→ **The exercise**
Revise the items below so that each "Tag each instance" becomes "Mark each instance", with nothing else changed.

→ **Records**
◆ ◆ ◆ ◆
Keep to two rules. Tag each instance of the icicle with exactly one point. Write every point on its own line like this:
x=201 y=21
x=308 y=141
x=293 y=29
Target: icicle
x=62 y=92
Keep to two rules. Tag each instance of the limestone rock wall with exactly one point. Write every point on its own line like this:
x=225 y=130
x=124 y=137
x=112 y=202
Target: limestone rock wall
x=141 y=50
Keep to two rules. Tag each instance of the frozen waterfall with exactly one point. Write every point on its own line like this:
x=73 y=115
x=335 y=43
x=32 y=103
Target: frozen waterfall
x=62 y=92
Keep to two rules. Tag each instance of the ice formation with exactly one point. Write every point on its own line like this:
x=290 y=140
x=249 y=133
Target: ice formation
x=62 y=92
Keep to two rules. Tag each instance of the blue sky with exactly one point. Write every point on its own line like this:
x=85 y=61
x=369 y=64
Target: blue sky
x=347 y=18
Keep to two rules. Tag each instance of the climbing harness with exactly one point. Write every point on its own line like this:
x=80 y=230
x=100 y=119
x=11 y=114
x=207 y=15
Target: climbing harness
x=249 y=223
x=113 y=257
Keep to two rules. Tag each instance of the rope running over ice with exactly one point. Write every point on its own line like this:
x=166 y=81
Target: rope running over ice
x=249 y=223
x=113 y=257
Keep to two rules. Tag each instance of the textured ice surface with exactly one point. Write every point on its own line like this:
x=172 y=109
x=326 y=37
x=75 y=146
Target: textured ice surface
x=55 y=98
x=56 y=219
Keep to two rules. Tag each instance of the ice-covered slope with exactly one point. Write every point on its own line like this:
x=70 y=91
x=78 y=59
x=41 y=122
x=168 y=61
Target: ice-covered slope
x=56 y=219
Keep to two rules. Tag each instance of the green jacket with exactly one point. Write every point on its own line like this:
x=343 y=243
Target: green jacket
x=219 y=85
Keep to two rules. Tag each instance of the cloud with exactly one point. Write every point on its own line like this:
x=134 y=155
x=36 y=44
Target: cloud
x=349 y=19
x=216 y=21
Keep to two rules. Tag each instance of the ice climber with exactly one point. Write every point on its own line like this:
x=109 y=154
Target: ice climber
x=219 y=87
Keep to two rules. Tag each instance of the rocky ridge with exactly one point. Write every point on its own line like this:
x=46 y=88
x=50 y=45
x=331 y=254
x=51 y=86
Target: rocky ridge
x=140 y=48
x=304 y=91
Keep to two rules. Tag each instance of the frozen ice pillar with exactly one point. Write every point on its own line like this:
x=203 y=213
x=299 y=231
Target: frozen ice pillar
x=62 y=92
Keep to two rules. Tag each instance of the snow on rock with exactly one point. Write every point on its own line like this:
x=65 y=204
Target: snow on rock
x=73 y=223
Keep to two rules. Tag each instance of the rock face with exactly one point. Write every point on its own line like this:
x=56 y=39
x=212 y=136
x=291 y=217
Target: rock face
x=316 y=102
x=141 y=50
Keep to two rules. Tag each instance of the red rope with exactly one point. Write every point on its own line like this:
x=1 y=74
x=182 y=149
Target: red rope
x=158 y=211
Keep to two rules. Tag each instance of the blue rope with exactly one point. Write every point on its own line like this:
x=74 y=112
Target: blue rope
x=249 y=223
◆ ◆ ◆ ◆
→ **Complete response**
Keep to two rules. Mark each instance of the icicle with exactly one point. Write every point on its own line like this:
x=201 y=21
x=308 y=141
x=293 y=29
Target: icicle
x=62 y=92
Keep to two rules. Mark each instance of the limestone rock wall with exactly one point. Write every point on its own line like this:
x=225 y=130
x=124 y=137
x=112 y=202
Target: limestone rock wall
x=141 y=50
Keep to two rules. Mark each instance of the frozen waterfall with exactly one point. Write every point on its own line like this:
x=73 y=115
x=335 y=43
x=32 y=103
Target: frozen waterfall
x=62 y=92
Keep to two rules. Mark each instance of the ice formation with exactly one point. Write every point on its own line like this:
x=290 y=140
x=249 y=133
Target: ice formation
x=62 y=92
Keep to two rules. Mark each instance of the blue sky with exactly one point. Write every point on its own line like this:
x=85 y=61
x=369 y=64
Target: blue sky
x=347 y=18
Keep to two rules. Mark each instance of the climbing harness with exactly one point. Write every point on its own line like this:
x=80 y=230
x=100 y=119
x=11 y=114
x=207 y=15
Target: climbing harness
x=249 y=223
x=113 y=257
Keep to two rules. Mark each instance of the rope running over ice with exactly one point. Write every point on its own line like this:
x=166 y=81
Target: rope running over ice
x=249 y=223
x=113 y=257
Keep to two rules. Mark each instance of the textured ice surface with exactly one point. Write every point on its own line like this:
x=172 y=109
x=326 y=37
x=75 y=146
Target: textured ice surface
x=55 y=98
x=56 y=219
Keep to two rules. Mark each instance of the ice-covered slope with exactly one point. Write every point on its own line like this:
x=70 y=91
x=78 y=59
x=41 y=122
x=168 y=61
Target: ice-covered slope
x=56 y=219
Keep to two rules. Mark each instance of the green jacket with exactly one point. Write every point on its own line like this:
x=343 y=243
Target: green jacket
x=219 y=85
Keep to two rules. Mark each instance of the cloud with exactly one point. Write every point on its own line like this:
x=134 y=155
x=36 y=44
Target: cloud
x=349 y=19
x=216 y=21
Keep to two rules. Mark each instance of the ice climber with exactly one point. Write every point on its own line like this:
x=109 y=154
Target: ice climber
x=219 y=87
Keep to two rules. Mark each instance of the rocky ridge with exactly one point. Write every point on its own line like this:
x=46 y=88
x=50 y=45
x=331 y=254
x=51 y=86
Target: rocky ridge
x=140 y=48
x=304 y=91
Keep to two rules. Mark each instance of the frozen ice pillar with exactly one point. Write every point on its own line like this:
x=203 y=213
x=299 y=231
Target: frozen ice pillar
x=62 y=92
Keep to two rules. Mark each instance of the snow on rock with exactly one point. Write every point on its own line like this:
x=65 y=204
Target: snow on rock
x=73 y=223
Keep to two rules. Mark each instance of the rock face with exactly one point. Write every point on its own line like this:
x=56 y=39
x=212 y=136
x=291 y=217
Target: rock face
x=316 y=102
x=141 y=50
Keep to two rules. Mark each instance of the red rope with exactly one point. Write every point on its own line like this:
x=1 y=74
x=182 y=149
Target: red rope
x=158 y=211
Keep to two rules. Mark each instance of the blue rope with exactly one point. Write every point on its own line like this:
x=74 y=112
Target: blue rope
x=249 y=223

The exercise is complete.